Auszüge aus Daten zur Positionsmarkierung –
+++++

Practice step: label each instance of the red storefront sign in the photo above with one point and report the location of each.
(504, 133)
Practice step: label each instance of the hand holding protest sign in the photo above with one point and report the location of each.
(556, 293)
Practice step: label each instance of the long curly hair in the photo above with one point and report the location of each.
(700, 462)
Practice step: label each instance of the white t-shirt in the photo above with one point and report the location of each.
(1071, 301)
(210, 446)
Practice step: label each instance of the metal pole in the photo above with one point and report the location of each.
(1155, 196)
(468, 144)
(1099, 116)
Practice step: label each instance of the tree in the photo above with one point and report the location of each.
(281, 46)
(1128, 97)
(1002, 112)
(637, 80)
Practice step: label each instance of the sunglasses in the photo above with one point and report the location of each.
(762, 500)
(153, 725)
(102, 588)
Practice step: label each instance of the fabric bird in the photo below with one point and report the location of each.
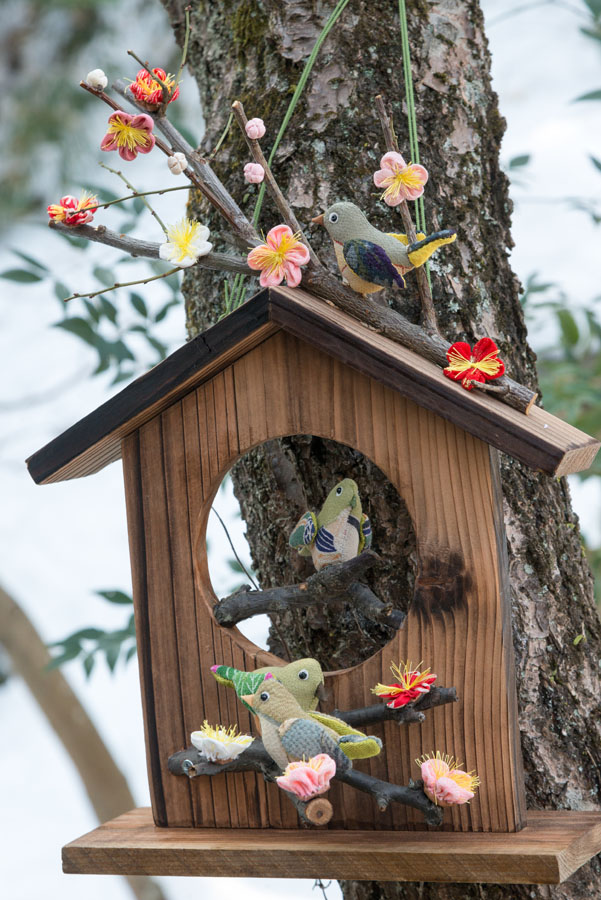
(304, 680)
(339, 532)
(288, 732)
(370, 259)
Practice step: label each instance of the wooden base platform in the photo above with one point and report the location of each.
(552, 846)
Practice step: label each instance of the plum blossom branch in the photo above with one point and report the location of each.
(142, 197)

+++++

Aufgabenstellung –
Übertrage die Zeilen ab der Zeile mit „Practice step: label each instance of the plum“ bis zum Ende der Datensätze, beide Grenzen eingeschlossen, in eine JSON-Liste von Zeichenketten mit einem Eintrag pro Zeile. Leerzeilen werden dabei ausgelassen.

Ergebnis der Übung –
[
  "Practice step: label each instance of the plum blossom branch in the photo above with one point and report the location of each.",
  "(142, 197)"
]